[Stored entries]
▬▬▬

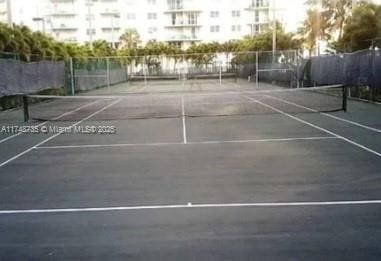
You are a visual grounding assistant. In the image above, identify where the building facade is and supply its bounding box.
[44,0,272,48]
[0,0,9,24]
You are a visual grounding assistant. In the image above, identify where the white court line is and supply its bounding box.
[0,200,381,215]
[36,136,339,150]
[0,101,99,144]
[244,95,381,157]
[0,99,121,168]
[181,96,188,144]
[264,95,381,133]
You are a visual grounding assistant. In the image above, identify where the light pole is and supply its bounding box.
[86,0,93,50]
[273,0,277,62]
[7,0,13,28]
[111,14,120,48]
[33,17,46,34]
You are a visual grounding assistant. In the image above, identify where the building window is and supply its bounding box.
[254,11,259,23]
[232,24,241,32]
[251,24,261,35]
[251,0,268,7]
[147,13,157,20]
[232,10,241,17]
[188,13,197,24]
[86,28,96,35]
[148,27,157,34]
[168,0,183,10]
[210,11,220,18]
[210,25,220,33]
[127,13,136,20]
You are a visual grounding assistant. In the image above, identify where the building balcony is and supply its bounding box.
[49,0,75,3]
[100,10,120,16]
[52,24,78,31]
[50,10,77,17]
[247,19,270,25]
[165,23,202,28]
[164,8,202,14]
[101,26,120,32]
[166,35,201,42]
[246,1,270,11]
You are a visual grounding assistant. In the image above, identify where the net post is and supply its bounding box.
[22,95,30,122]
[295,50,300,89]
[69,57,75,96]
[106,57,111,87]
[343,85,348,112]
[219,61,222,85]
[255,51,259,88]
[143,57,147,85]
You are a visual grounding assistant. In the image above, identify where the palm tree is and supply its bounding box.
[299,9,330,55]
[323,0,353,41]
[120,28,141,49]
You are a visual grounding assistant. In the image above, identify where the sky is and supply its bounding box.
[12,0,306,31]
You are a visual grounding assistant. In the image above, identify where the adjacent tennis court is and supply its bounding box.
[0,78,381,260]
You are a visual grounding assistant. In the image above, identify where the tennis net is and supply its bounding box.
[23,85,347,121]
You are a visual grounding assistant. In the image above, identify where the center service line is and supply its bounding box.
[181,96,188,144]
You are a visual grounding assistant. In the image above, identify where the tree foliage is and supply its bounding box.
[334,2,381,52]
[0,23,301,61]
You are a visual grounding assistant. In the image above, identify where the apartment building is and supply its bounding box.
[0,0,9,24]
[44,0,272,48]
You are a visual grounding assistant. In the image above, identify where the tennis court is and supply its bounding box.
[0,81,381,260]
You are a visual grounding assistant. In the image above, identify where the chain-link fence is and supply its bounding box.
[300,49,381,102]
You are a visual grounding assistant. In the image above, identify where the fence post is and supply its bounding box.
[106,57,111,87]
[295,50,301,89]
[69,57,75,96]
[255,51,259,88]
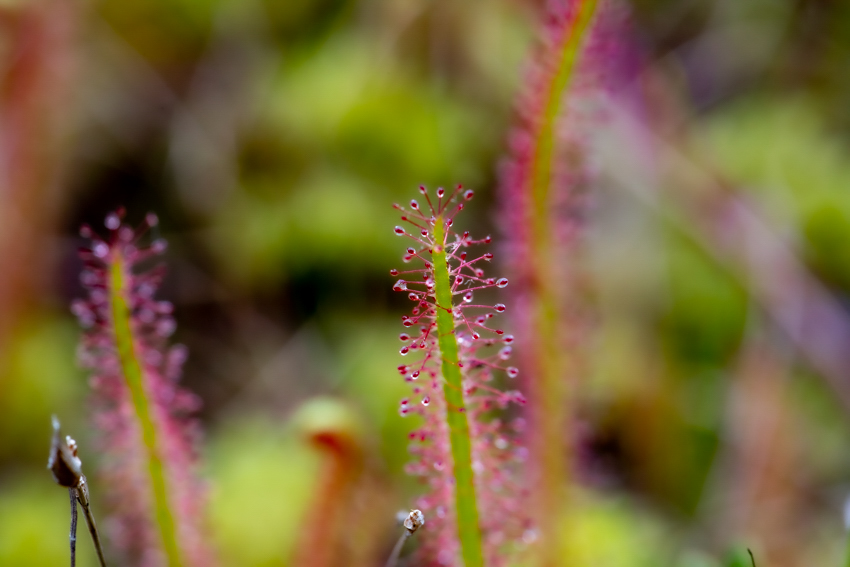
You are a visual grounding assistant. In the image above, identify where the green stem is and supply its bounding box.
[525,0,598,567]
[110,253,182,567]
[431,216,484,567]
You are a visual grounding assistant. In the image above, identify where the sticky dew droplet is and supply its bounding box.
[103,213,121,230]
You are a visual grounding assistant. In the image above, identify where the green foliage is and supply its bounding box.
[207,417,318,567]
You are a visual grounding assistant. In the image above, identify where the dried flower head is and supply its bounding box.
[47,415,83,488]
[404,510,425,533]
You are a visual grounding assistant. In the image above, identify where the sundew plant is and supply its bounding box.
[72,211,214,567]
[390,186,531,567]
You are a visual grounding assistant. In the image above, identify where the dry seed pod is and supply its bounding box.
[404,510,425,533]
[47,415,83,488]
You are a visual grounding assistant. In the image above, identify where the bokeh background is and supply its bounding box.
[0,0,850,567]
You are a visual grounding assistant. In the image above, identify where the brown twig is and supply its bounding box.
[68,488,77,567]
[385,510,425,567]
[47,416,106,567]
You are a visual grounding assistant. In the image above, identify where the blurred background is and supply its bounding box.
[0,0,850,567]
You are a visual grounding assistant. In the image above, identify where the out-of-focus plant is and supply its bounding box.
[72,211,214,566]
[501,0,614,565]
[294,399,364,567]
[390,186,527,567]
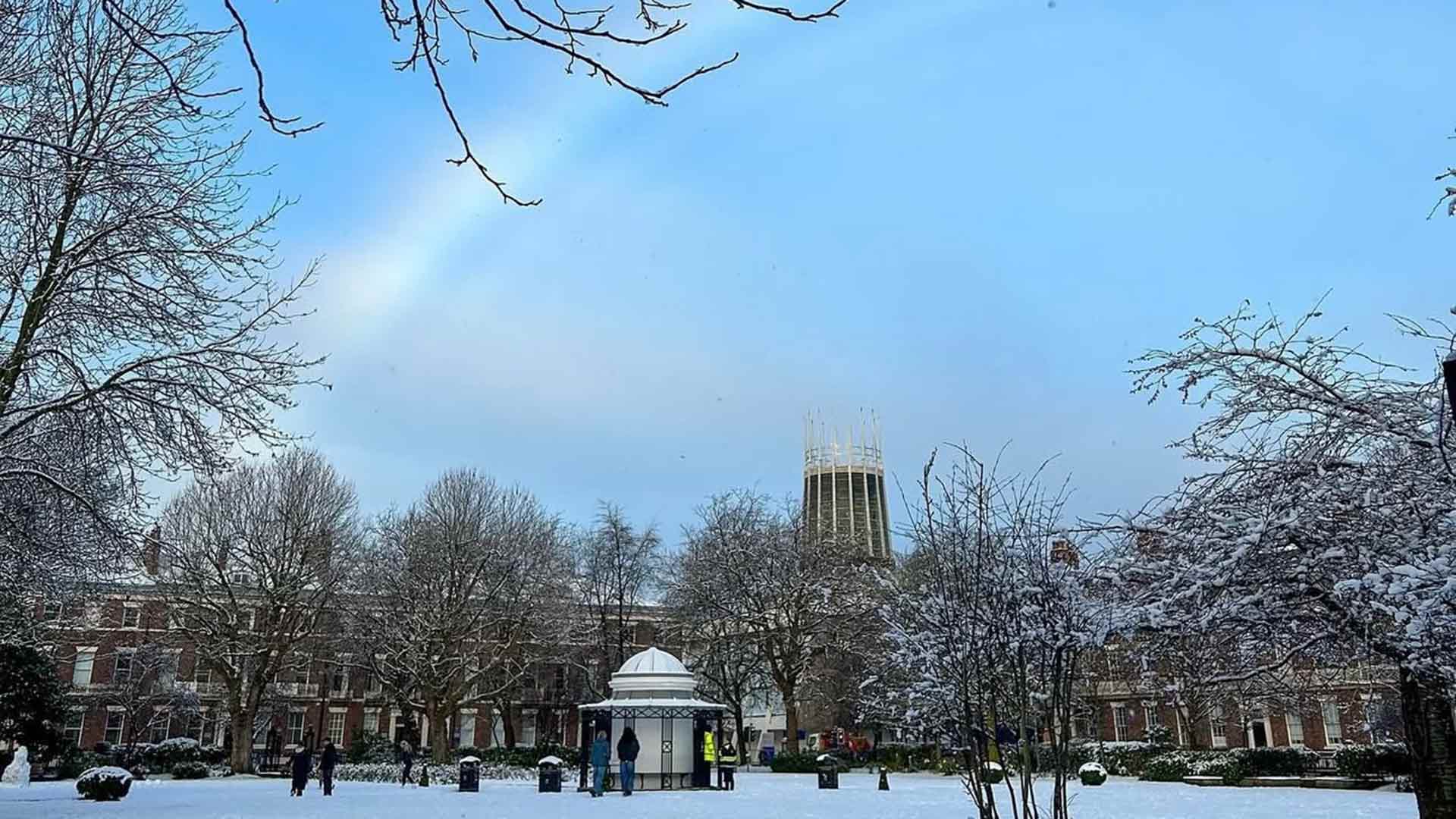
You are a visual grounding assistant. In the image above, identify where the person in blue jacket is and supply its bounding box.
[592,732,611,797]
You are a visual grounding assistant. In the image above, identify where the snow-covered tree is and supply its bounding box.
[157,449,361,771]
[674,490,883,752]
[573,503,663,697]
[864,449,1106,819]
[0,0,322,632]
[84,642,201,748]
[353,469,570,762]
[1119,305,1456,819]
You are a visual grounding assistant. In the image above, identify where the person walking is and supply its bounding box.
[592,732,611,797]
[718,728,738,790]
[617,726,642,795]
[318,739,339,795]
[399,739,415,787]
[288,746,313,795]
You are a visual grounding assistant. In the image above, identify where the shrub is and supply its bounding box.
[1188,752,1244,786]
[328,762,536,786]
[55,746,111,780]
[76,765,131,802]
[1335,742,1410,778]
[344,732,399,764]
[769,751,818,774]
[172,762,209,780]
[152,736,202,771]
[1098,742,1166,777]
[1138,751,1190,783]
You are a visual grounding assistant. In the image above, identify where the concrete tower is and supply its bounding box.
[804,413,890,558]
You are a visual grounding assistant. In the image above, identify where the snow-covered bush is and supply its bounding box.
[330,762,536,786]
[172,762,209,780]
[76,765,131,802]
[1335,742,1410,777]
[1098,742,1166,777]
[1138,751,1190,783]
[152,736,202,771]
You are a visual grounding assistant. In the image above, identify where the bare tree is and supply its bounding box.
[676,490,881,752]
[573,503,661,697]
[86,642,201,749]
[356,469,566,762]
[1119,306,1456,819]
[0,0,846,206]
[158,449,359,771]
[869,447,1103,819]
[0,0,322,632]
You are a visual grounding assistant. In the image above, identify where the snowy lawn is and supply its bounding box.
[0,774,1415,819]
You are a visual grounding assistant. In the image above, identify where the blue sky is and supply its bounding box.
[179,0,1456,542]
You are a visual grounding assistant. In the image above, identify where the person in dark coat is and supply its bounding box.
[290,746,313,795]
[399,739,415,787]
[592,732,611,797]
[318,739,339,795]
[617,726,642,795]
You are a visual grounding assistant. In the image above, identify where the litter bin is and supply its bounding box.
[818,754,839,790]
[536,756,560,792]
[460,756,481,792]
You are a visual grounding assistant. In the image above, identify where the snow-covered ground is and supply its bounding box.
[0,774,1415,819]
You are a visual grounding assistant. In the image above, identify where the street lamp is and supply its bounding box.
[1442,347,1456,421]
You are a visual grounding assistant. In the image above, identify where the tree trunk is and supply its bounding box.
[1401,669,1456,819]
[228,707,253,774]
[425,702,450,765]
[500,702,516,748]
[783,688,799,754]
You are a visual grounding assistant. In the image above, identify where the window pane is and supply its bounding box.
[71,650,96,685]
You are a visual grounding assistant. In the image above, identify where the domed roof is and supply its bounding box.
[617,645,692,675]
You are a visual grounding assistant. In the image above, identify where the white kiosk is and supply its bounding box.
[578,648,726,790]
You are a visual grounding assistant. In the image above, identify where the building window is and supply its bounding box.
[147,714,172,745]
[65,711,86,748]
[456,711,475,748]
[111,648,136,685]
[329,711,344,745]
[1143,702,1163,732]
[517,708,536,748]
[71,648,96,685]
[1284,714,1304,745]
[1320,702,1345,745]
[103,711,127,745]
[288,711,304,745]
[1112,705,1131,742]
[1209,705,1228,748]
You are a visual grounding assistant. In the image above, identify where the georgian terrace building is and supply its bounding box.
[35,585,675,756]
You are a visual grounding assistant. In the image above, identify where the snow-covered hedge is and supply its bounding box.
[76,765,131,802]
[1335,742,1410,777]
[325,762,536,786]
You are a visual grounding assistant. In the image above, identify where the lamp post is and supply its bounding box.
[1442,353,1456,421]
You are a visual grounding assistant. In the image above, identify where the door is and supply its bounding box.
[1249,720,1269,748]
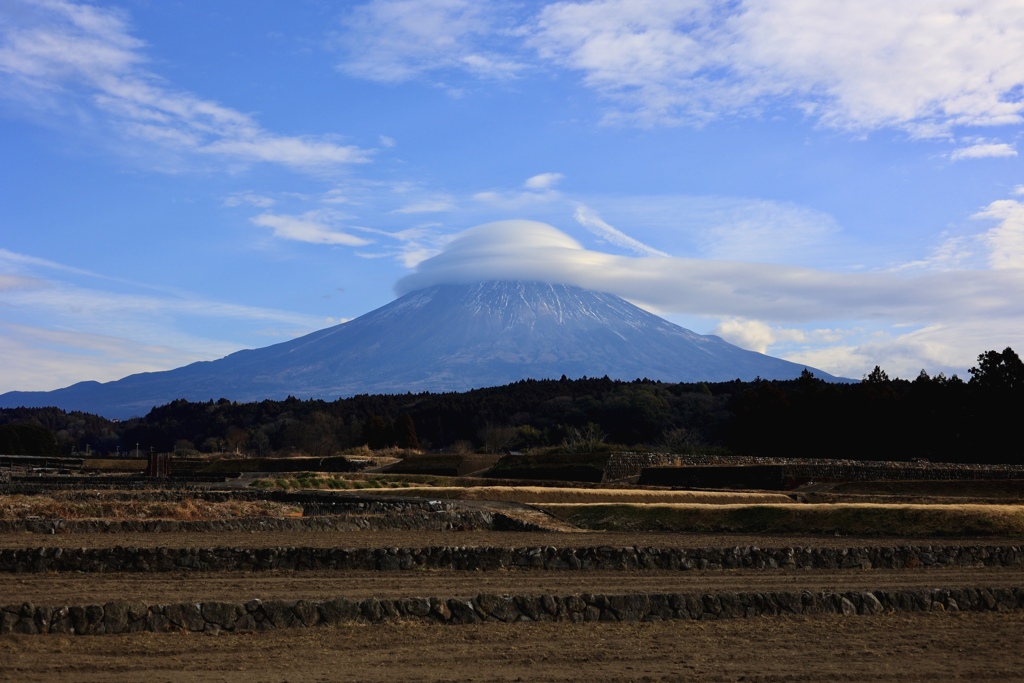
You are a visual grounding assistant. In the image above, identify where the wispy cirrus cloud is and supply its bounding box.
[336,0,523,83]
[530,0,1024,136]
[0,0,372,170]
[0,250,323,392]
[338,0,1024,137]
[949,142,1017,161]
[250,210,370,247]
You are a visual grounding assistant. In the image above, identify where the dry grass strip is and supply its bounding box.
[0,496,302,521]
[339,486,792,505]
[540,503,1024,539]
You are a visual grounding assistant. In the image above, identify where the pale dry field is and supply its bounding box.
[0,612,1024,683]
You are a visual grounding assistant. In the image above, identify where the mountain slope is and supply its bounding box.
[0,282,834,418]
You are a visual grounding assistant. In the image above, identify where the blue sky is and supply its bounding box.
[0,0,1024,391]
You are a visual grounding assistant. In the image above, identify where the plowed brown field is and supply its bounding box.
[0,612,1024,683]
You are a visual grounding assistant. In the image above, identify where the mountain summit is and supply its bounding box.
[0,282,835,418]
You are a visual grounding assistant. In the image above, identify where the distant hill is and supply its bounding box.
[0,282,837,418]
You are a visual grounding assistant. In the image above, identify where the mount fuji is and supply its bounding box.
[0,281,837,418]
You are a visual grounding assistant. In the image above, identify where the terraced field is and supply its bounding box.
[0,481,1024,682]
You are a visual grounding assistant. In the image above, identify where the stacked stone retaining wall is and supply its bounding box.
[0,546,1024,572]
[0,587,1024,635]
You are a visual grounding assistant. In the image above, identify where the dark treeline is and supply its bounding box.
[0,348,1024,464]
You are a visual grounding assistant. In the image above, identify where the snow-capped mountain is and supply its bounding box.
[0,282,835,418]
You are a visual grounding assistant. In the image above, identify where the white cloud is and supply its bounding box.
[338,0,522,83]
[250,211,370,247]
[0,0,370,169]
[531,0,1024,135]
[0,323,212,393]
[392,197,455,213]
[522,173,565,189]
[572,204,668,256]
[339,0,1024,137]
[0,250,321,392]
[396,220,1024,344]
[974,200,1024,268]
[949,142,1017,161]
[224,193,276,209]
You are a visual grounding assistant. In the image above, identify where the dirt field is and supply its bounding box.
[0,475,1024,683]
[0,567,1024,605]
[0,530,1024,548]
[0,612,1024,683]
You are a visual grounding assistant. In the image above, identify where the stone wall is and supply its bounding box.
[0,588,1024,635]
[0,546,1024,572]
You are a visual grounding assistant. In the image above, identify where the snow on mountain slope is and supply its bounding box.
[0,282,833,418]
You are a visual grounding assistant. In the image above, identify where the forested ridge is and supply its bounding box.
[0,348,1024,464]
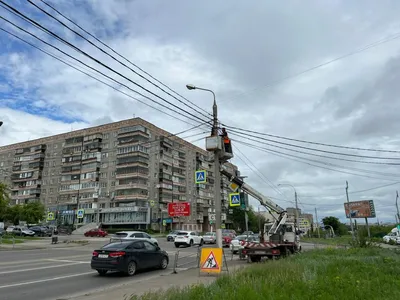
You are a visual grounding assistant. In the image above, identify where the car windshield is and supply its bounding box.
[115,232,128,237]
[101,242,131,250]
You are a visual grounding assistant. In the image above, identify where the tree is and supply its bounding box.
[322,216,340,232]
[0,182,10,221]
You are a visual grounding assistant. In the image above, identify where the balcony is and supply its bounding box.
[115,172,149,179]
[114,194,149,201]
[115,183,148,190]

▬▬▬

_WHAT IS ASKED_
Please put the entries from the line containing "windshield is and supply its bounding box." through the end of the entries, inclusive, into a two-column CSV with the columns entry_text and answer, one row per entry. Put each entry's text and its answer in a single quoted field apiece, with line breaks replaced by spaces.

_SOLVED PROBLEM_
entry_text,answer
"You are a visual grounding assistant. In the image above, identify where the car windshield is and supply its bounding box.","[115,232,128,237] [101,242,131,250]"
"You are a visual grounding assistant. In the image above, identify where the tree is and supply its bounding box.","[322,216,340,232] [0,182,10,221]"
"You are a visual grounding assistant. In the image above, identify where the balcony is and supply its bounding box.","[115,172,149,179] [114,194,149,201] [115,183,148,190]"